Compito a
Riporta testualmente il passo dell'estratto sulla commissione d'esame, da "Naturalmente, tale aspetto" giù fino a "della bontà tecnica.".

Naturalmente, tale aspetto patologico del “facere” della Commissione Giudicatrice non si ravvisa, allorchè, si pretenda di comparare la posizione singola di un candidato non ammesso alle prove orali, rispetto ad un numero limitato di situazioni apparentemente segnate da metri di valutazione difformi e/o parziali;
invero, il giudizio di illogicità dell’attività valutativa della Pubblica Amministrazione va riferito alla totalità degli elaborati scritti.
L’intangibilità dell’operato della commissione esaminatrice sotto il profilo tecnico-valutativo, rimane tale, anche in presenza di un parere pro-veritate richiesto “ex-post” ossia successivamente, dal candidato non ammesso e diretto a confutare il predetto giudizio proprio sotto il profilo della bontà tecnica.
La relazione tecnica di parte, concernente la preparazione del candidato, non è infatti idonea ad assumere lo stesso valore dell’elaborato d’esame inteso come atto “irripetibile”, stante il particolare contesto in cui viene svolto, caratterizzato da elementi valutativi quali: il complessivo andamento delle prove d’esame effettuate da tutti i candidati e soprattutto l’anonimato degli elaborati.
Sempre nell’ambito delle censure avverso il “modus operandi” della commissione d’esame, priva di rilevanza è anche la questione del tempo medio di correzione degli elaborati cui sarebbe riconducibile un errore di valutazione derivante dalla maggiore o minore considerazione riservata a ciascun candidato.
I giudici amministrativi partenopei, richiamando infatti nella sentenza in commento, alcuni precedenti giurisprudenziali (Consiglio di Stato, sent. n. 2182/2007; n. 5406/2009; n. 5725/2009; nr. 5724/2010; TAR Napoli, ossia la n. 30/2010) hanno ribadito innanzi tutto, l’inesistenza di una norma di legge diretta a predeterminare nell’ambito delle pubbliche selezioni concorsuali la durata delle operazioni di correzione e soprattutto, sul piano sostanziale, hanno sottolineato l’irrilevanza del requisito temporale ai fini di una attività valutativa immune da vizi di legittimità, stante le specifiche competenze professionali di cui sono dotati i commissari, in grado di procedere alla rapida valutazione degli elaborati stessi.

Dati forniti
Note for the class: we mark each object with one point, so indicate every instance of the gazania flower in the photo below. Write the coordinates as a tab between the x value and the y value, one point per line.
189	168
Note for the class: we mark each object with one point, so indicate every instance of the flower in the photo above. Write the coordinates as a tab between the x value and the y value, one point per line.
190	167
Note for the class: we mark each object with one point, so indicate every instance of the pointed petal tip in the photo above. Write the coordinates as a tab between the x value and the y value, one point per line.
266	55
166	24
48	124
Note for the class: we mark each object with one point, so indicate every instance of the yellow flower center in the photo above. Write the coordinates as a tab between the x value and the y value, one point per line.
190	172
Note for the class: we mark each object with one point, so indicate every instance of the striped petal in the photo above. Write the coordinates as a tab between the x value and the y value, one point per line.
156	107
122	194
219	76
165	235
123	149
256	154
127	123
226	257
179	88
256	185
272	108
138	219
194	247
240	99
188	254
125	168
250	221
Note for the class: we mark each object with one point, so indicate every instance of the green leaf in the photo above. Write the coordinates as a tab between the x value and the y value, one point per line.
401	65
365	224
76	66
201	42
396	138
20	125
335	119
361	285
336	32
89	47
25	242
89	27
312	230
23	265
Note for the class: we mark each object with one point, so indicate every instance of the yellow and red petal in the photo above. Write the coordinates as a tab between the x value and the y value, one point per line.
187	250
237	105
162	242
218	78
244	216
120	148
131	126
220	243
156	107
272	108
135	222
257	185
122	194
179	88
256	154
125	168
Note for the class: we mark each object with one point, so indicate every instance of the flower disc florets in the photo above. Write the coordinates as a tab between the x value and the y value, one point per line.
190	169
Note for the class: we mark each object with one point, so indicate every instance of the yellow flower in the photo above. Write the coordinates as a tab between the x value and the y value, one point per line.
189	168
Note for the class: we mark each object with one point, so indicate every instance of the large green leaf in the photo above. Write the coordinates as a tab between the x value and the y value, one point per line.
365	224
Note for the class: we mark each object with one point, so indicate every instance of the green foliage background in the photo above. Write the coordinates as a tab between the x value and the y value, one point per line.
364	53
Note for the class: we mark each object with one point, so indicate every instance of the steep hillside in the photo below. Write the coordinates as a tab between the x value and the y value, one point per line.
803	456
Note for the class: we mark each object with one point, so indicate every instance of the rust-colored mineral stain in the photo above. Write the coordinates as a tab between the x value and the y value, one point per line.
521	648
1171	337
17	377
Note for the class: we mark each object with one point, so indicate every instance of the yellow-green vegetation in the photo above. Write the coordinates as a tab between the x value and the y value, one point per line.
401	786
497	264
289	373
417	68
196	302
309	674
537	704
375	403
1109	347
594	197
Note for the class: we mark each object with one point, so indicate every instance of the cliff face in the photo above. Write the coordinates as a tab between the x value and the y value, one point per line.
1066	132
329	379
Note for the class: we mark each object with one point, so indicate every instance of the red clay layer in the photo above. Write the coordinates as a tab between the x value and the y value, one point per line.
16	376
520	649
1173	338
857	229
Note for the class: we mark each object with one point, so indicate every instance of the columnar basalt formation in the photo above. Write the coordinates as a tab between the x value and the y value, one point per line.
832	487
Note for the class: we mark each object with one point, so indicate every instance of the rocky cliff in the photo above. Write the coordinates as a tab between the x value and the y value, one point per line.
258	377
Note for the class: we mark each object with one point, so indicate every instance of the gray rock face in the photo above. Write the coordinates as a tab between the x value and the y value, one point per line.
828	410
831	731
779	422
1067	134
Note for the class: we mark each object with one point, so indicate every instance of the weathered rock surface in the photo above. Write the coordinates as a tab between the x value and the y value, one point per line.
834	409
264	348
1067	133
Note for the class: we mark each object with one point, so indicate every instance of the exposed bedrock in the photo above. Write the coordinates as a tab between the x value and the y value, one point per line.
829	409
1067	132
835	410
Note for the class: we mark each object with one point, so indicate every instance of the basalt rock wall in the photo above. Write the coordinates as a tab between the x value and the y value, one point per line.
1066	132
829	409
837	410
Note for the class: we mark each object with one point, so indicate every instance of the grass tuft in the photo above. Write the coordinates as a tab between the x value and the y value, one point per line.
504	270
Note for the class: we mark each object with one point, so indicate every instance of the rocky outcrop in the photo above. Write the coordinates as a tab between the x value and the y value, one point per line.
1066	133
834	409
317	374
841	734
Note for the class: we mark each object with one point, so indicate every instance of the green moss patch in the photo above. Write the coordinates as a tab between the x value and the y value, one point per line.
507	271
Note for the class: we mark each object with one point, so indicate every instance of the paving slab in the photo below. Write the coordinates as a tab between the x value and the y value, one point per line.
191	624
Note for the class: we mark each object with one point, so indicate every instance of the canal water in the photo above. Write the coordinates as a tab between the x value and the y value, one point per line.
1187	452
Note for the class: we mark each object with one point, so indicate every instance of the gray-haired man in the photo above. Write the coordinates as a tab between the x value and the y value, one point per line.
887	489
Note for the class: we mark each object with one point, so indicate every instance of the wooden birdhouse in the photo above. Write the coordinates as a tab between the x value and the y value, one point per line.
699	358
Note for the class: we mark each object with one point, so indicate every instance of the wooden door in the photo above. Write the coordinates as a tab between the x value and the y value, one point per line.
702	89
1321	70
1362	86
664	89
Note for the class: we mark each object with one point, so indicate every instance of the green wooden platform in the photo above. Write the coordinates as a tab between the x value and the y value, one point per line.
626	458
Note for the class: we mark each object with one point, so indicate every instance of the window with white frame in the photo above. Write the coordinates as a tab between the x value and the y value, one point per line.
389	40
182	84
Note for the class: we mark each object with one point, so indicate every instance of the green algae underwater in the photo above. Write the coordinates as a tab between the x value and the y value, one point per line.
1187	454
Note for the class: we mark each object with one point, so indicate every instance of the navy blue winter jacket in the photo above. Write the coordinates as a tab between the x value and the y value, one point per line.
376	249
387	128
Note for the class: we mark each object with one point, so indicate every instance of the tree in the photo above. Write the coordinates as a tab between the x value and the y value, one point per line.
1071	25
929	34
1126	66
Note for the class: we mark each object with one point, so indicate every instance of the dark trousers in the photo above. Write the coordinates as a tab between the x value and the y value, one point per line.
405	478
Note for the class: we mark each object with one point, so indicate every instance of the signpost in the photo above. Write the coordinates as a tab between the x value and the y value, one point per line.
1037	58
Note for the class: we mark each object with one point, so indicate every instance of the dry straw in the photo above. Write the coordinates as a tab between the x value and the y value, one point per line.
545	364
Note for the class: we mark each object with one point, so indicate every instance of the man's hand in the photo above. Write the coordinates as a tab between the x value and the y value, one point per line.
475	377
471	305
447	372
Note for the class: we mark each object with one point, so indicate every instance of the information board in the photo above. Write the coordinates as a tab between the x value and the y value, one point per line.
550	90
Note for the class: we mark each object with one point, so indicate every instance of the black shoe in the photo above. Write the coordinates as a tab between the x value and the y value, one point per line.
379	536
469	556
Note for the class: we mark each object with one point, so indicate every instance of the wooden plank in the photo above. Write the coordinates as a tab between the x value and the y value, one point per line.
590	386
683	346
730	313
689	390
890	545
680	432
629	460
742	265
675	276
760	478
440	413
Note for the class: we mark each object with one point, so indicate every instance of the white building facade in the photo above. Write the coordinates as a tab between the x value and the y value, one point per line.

Compito b
Individua nei record ogni riga contenente la stringa "board" e trascrivila per intero.

Soluzione completa a
Naturalmente, tale aspetto patologico del “facere” della Commissione Giudicatrice non si ravvisa, allorchè, si pretenda di comparare la posizione singola di un candidato non ammesso alle prove orali, rispetto ad un numero limitato di situazioni apparentemente segnate da metri di valutazione difformi e/o parziali;
invero, il giudizio di illogicità dell’attività valutativa della Pubblica Amministrazione va riferito alla totalità degli elaborati scritti.
L’intangibilità dell’operato della commissione esaminatrice sotto il profilo tecnico-valutativo, rimane tale, anche in presenza di un parere pro-veritate richiesto “ex-post” ossia successivamente, dal candidato non ammesso e diretto a confutare il predetto giudizio proprio sotto il profilo della bontà tecnica.

Soluzione completa b
Note for the class: we mark each object with one point, so indicate every instance of the information board in the photo above. Write the coordinates as a tab between the x value and the y value, one point per line.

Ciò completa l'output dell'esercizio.